DOCUMENT SEGMENT —
On Mon, Feb 01, 2021 at 02:28:08PM +0000, Roy Marples wrote:
> On 01/02/2021 09:53, Brett Lymn wrote:
> > The TERMCAP variable has some severe liitations, the worst being it can
> > only be 256bytes in size which was more than adequate for a vt100
> > definition but a modern colour xterm definition simply won't fit in that
> > space, terminfo does not have these limitations.
> 
> Are you sure about that?

Reasonably, well apart from it being 1024 bytes not 256, my bad.
In the glory days of termcap there was a hard limit to the
capability entry.  Some really bad programs would just allocate a fixed
1024 byte array and did an unbounded read of the entry, others would just
read the first 1024 bytes and then capabilities would be missing.  I did
try and fix this by modifying libtermcap to hold the whole capability
but only return a 256byte max entry.  For programs that used the
libtermcap routines to query for capabilities they would query against
the untruncated version.  Unfortunately, things like window and screen
that took $TERMCAP and rewrote it that didn't work so well.  Actually I
looked up the termcap on wikipedia and it mentions the extension I
made... didn't realise that.

[Image object location records]
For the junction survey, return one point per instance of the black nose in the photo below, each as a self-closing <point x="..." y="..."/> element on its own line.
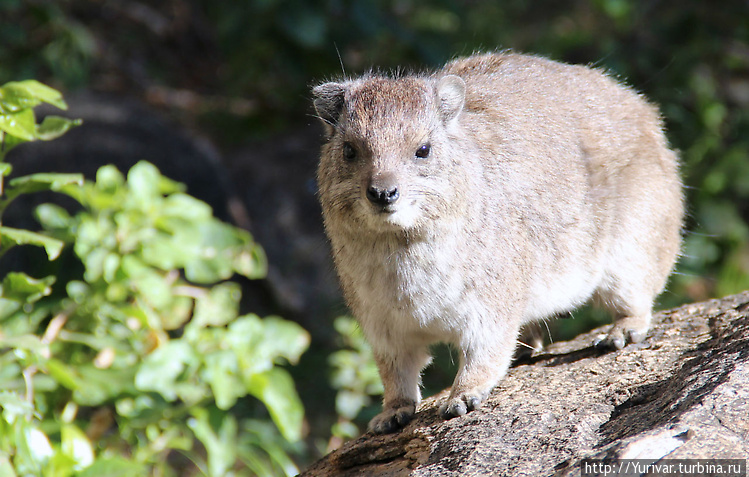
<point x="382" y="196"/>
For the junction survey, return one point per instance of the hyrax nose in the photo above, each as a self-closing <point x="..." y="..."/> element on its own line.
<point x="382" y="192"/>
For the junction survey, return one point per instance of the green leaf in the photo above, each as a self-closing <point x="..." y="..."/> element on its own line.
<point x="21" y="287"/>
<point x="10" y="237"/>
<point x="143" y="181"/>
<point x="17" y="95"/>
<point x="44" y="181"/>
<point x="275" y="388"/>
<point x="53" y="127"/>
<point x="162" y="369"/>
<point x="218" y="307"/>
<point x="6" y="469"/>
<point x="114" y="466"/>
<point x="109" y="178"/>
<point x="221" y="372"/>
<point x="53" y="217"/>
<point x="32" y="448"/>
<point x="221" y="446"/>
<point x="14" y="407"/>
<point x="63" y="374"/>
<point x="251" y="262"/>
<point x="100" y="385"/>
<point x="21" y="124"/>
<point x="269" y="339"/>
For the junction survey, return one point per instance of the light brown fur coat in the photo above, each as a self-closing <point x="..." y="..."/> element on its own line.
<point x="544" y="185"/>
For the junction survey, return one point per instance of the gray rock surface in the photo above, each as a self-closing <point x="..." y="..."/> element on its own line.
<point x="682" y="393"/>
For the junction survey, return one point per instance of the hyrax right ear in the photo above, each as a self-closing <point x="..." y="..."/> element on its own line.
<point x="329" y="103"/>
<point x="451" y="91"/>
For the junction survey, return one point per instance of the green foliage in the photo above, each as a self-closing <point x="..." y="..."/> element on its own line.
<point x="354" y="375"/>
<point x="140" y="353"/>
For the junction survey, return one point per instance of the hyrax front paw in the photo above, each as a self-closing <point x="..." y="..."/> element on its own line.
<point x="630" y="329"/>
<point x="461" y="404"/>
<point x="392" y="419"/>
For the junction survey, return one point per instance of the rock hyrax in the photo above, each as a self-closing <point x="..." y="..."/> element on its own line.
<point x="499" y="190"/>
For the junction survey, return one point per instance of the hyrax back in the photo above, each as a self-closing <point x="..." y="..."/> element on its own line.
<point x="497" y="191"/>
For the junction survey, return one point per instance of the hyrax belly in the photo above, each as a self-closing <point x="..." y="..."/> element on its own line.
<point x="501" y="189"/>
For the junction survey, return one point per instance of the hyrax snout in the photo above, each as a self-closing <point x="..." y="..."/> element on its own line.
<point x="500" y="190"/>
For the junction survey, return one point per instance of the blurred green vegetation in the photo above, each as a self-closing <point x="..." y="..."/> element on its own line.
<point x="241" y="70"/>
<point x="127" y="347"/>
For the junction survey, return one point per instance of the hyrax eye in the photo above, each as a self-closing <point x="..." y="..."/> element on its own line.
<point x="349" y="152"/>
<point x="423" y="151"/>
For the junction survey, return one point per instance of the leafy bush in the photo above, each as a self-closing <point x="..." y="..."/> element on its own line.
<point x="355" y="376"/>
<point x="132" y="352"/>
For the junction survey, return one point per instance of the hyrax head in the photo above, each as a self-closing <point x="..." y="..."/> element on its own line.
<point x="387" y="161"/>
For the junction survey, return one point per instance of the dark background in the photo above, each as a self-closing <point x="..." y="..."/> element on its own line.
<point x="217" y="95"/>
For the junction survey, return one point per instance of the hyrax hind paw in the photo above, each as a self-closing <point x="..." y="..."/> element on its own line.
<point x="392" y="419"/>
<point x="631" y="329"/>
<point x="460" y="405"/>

REQUESTS —
A. Answer these questions about the termcap message:
(i) What size does the writer give as the correct TERMCAP limit?
(ii) What did some really bad programs allocate before doing an unbounded read of the entry?
(iii) Which programs took $TERMCAP and rewrote it?
B. Set down word for word the part of the termcap message starting with "Reasonably, well apart" and going on through "didn't realise that.".
The records stand apart from the termcap message and are separate material.

SOLUTIONS TO THE PROBLEMS —
A.
(i) 1024 bytes
(ii) A fixed 1024 byte array
(iii) Window and screen

B.
Reasonably, well apart from it being 1024 bytes not 256, my bad.
In the glory days of termcap there was a hard limit to the
capability entry.  Some really bad programs would just allocate a fixed
1024 byte array and did an unbounded read of the entry, others would just
read the first 1024 bytes and then capabilities would be missing.  I did
try and fix this by modifying libtermcap to hold the whole capability
but only return a 256byte max entry.  For programs that used the
libtermcap routines to query for capabilities they would query against
the untruncated version.  Unfortunately, things like window and screen
that took $TERMCAP and rewrote it that didn't work so well.  Actually I
looked up the termcap on wikipedia and it mentions the extension I
made... didn't realise that.